#### Available records ####

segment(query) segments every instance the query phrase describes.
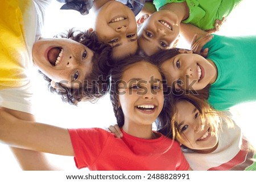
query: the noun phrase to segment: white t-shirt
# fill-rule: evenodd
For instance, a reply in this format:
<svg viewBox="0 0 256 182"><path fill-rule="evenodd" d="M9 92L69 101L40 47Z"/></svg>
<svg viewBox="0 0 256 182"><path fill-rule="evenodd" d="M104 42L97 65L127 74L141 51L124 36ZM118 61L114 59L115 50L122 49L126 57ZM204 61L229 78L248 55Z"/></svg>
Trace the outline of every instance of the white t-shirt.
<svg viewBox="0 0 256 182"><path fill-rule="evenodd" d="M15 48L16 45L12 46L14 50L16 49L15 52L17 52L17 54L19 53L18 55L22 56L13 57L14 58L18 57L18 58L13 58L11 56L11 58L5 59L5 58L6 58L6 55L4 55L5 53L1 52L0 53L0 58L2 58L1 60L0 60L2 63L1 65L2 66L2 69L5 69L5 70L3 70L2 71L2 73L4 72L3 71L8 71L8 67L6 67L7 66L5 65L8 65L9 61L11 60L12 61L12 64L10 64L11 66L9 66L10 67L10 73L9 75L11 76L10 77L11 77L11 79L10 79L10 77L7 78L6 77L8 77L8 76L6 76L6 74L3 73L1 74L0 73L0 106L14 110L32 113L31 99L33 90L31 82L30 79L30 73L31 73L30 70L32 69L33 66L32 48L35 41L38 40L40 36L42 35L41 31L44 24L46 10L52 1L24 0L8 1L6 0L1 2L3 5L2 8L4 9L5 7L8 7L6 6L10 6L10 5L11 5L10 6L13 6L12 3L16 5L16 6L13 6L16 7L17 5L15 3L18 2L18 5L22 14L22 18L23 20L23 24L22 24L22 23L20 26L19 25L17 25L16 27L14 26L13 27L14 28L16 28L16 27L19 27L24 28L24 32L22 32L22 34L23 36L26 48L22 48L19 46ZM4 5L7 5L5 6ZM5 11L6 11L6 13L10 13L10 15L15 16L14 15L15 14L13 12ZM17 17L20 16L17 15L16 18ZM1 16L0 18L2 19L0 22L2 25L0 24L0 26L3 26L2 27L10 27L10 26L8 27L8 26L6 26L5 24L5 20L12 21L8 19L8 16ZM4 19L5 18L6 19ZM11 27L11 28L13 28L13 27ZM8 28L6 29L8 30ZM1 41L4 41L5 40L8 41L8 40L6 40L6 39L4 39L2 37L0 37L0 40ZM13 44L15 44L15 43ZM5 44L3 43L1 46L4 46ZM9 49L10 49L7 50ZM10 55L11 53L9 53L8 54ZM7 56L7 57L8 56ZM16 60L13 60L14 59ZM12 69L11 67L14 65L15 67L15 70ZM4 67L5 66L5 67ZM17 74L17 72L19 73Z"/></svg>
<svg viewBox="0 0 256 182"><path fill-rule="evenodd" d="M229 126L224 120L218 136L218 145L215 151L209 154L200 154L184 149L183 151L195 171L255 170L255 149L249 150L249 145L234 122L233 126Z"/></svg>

####
#### Available records ####

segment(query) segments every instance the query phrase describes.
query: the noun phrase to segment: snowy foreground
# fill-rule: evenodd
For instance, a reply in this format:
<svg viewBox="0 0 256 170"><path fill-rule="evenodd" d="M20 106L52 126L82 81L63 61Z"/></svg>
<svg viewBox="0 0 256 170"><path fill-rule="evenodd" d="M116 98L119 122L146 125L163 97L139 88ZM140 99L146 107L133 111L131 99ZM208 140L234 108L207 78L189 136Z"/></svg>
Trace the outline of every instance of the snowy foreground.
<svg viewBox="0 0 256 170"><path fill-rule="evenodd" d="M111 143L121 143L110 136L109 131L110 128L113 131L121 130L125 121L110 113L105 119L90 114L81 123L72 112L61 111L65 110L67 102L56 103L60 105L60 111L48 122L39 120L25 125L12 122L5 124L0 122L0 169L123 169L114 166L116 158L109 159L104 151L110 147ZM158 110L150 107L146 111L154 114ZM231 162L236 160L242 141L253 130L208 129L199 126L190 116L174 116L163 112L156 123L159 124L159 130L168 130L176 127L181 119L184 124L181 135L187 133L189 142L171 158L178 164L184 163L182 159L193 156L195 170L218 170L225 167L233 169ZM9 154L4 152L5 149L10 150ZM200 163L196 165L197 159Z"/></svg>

####

▸ **Objective**:
Count the lines in the records that contain the string "Trace". Reply with the number alone.

▸ **Solution to the exercise**:
2